Exercise directions:
Once the line with "Query: woman with eyeglasses" is found in the entries below, repeat it and each following line exactly, up to and including the line with "the tree trunk". Add no other lines.

[[ Supplied data open ]]

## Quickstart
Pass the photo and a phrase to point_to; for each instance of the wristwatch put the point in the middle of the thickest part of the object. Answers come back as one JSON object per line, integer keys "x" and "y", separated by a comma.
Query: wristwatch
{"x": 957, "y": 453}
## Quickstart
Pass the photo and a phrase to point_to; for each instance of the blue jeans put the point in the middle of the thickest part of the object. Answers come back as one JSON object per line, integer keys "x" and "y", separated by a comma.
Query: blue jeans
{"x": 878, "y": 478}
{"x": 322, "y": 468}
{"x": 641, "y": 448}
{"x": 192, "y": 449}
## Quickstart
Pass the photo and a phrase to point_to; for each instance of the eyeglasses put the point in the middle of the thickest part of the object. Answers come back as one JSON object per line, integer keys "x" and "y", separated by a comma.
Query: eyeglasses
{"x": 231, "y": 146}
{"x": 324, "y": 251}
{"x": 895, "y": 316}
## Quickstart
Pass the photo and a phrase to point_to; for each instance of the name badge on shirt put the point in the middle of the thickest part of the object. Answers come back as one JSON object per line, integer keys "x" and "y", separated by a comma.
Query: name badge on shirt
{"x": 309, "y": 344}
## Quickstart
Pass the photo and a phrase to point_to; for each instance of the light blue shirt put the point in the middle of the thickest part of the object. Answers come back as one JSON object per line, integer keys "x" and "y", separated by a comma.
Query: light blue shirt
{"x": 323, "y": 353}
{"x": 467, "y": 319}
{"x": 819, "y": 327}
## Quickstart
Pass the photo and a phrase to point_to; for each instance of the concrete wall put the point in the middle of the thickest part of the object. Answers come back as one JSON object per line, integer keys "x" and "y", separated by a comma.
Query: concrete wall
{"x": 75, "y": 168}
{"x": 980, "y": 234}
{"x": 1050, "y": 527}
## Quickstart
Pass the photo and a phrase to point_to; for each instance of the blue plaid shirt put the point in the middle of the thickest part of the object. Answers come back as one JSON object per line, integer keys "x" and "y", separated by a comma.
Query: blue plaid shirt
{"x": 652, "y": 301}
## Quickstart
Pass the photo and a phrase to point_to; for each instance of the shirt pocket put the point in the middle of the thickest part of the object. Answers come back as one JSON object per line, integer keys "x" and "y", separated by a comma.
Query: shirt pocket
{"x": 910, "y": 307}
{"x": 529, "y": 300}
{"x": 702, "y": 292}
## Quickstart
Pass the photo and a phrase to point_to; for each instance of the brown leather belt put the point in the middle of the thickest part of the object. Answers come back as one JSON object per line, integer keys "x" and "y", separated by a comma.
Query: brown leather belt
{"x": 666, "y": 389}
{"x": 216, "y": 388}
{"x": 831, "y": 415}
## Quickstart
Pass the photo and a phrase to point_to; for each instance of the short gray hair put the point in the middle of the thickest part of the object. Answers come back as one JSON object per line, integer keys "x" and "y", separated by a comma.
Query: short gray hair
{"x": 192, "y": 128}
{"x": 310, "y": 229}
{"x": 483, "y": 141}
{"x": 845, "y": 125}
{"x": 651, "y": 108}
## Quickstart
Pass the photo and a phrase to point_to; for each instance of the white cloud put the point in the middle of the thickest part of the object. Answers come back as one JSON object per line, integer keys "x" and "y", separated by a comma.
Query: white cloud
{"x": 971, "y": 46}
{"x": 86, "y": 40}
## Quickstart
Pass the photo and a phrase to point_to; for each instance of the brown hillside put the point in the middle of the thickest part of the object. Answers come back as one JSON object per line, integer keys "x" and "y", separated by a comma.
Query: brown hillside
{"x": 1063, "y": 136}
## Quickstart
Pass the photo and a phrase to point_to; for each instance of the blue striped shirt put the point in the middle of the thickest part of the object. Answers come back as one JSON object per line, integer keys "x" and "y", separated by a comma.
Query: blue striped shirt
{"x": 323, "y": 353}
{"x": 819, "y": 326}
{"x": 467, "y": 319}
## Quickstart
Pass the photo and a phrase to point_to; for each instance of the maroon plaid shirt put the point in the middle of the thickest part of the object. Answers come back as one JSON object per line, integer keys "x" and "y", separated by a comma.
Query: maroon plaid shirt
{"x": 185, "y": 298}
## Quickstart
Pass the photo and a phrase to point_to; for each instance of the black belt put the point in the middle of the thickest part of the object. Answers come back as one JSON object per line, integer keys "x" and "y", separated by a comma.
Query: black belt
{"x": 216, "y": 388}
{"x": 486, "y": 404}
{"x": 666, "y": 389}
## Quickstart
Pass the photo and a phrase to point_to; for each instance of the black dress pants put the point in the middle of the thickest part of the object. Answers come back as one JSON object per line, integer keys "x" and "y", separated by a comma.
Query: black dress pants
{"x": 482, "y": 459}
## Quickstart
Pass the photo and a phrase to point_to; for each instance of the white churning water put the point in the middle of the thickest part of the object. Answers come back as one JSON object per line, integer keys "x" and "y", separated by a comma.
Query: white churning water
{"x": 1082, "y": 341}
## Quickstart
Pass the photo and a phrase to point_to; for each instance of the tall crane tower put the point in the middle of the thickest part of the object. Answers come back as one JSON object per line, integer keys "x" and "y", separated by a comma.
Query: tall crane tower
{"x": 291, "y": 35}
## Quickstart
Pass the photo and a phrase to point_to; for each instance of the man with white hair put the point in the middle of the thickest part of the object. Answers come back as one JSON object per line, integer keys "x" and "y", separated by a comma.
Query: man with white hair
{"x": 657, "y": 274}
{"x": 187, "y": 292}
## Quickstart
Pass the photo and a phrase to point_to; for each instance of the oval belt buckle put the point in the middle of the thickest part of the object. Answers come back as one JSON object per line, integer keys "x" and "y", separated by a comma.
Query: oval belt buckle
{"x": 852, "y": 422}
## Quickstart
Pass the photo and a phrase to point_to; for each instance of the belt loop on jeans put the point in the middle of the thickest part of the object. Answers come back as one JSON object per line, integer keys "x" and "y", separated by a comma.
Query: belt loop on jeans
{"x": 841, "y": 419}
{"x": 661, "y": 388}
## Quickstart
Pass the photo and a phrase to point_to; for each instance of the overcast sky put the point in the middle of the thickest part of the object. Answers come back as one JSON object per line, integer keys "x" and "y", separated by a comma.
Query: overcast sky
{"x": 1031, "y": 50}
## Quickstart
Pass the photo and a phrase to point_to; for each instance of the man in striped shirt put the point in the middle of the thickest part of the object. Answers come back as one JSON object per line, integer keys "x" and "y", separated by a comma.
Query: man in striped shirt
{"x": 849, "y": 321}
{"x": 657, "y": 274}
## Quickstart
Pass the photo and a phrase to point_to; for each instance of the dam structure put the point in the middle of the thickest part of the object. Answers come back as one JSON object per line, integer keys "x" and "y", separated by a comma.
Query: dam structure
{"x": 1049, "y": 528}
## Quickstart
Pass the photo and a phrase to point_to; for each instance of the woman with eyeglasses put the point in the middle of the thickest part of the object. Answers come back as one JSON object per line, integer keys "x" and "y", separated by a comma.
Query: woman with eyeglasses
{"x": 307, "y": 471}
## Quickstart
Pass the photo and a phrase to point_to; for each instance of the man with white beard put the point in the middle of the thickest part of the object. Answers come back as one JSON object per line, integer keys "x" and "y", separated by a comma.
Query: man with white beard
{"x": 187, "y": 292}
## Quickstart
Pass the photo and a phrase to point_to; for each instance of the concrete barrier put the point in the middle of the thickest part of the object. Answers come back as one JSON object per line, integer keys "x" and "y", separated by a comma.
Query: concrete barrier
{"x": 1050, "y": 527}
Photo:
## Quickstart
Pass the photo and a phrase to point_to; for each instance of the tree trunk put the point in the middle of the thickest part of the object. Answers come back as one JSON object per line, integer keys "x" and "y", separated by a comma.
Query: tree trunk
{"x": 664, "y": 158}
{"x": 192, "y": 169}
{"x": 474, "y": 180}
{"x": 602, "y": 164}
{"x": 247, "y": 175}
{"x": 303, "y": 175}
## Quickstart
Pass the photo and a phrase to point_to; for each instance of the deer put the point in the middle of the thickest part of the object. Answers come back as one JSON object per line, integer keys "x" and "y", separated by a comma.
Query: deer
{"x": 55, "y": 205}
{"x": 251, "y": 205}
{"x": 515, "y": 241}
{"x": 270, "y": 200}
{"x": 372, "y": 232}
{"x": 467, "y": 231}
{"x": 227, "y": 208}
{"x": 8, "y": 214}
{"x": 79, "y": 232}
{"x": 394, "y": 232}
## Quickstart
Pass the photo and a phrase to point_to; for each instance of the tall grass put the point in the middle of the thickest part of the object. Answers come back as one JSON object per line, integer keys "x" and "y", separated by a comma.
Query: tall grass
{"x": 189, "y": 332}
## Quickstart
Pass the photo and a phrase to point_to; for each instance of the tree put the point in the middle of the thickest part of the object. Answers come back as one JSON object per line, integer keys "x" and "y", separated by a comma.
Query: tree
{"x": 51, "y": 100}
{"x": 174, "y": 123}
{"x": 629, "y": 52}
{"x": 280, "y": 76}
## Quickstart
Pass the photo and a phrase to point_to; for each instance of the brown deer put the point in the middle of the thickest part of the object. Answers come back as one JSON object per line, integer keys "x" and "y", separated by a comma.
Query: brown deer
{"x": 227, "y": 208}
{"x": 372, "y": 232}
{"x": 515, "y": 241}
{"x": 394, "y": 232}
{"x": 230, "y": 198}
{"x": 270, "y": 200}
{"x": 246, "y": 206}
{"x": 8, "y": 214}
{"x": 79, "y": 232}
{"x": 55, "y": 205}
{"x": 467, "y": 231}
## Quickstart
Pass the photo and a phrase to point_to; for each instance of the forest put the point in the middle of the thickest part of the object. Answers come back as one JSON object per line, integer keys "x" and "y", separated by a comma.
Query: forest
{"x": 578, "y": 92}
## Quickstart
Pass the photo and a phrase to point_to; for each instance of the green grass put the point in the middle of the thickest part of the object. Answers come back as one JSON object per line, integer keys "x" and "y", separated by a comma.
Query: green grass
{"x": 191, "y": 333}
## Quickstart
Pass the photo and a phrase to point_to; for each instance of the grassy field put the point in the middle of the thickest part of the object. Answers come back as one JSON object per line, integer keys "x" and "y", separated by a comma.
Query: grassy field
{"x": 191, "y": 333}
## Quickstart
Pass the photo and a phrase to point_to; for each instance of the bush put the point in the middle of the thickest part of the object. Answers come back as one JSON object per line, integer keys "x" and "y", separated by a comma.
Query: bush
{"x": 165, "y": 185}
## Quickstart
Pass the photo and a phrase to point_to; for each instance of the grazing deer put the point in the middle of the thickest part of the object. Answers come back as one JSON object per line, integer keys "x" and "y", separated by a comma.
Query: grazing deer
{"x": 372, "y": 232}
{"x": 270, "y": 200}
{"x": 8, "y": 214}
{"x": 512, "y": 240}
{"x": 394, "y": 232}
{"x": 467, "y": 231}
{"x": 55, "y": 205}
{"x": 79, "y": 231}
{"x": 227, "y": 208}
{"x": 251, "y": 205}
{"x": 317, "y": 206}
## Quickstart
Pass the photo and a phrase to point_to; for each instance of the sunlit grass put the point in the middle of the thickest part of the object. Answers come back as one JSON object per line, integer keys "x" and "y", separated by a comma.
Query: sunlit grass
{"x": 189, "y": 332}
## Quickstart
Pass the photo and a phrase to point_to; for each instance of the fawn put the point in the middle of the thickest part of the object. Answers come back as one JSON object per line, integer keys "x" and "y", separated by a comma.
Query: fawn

[[ Supplied data closed ]]

Task output:
Query: woman with eyeglasses
{"x": 307, "y": 471}
## Quickstart
Pass the photo and a phrase to point_to; for each instance of the man with white beard put the point in the middle of the thickest part of the object. Answers come back as one JSON object per line, integer keys "x" and "y", separated by a comma.
Query: man with white beard
{"x": 187, "y": 292}
## Quickstart
Pass the photo and a phrase to point_to; for each instance of the concrete barrier put the point in the middle of the thickest part of the object. Answers come back as one JSON object per line, integer keys "x" and "y", separated by a comma.
Query: concrete barrier
{"x": 1050, "y": 527}
Photo:
## Quickstart
Pass the photo and a phrase to point_to; for each instance of the tree trunk put the point in the middle of the thickest part of the object. Answers come back as one JSON object per line, integer keys "x" and "y", separated by a comma.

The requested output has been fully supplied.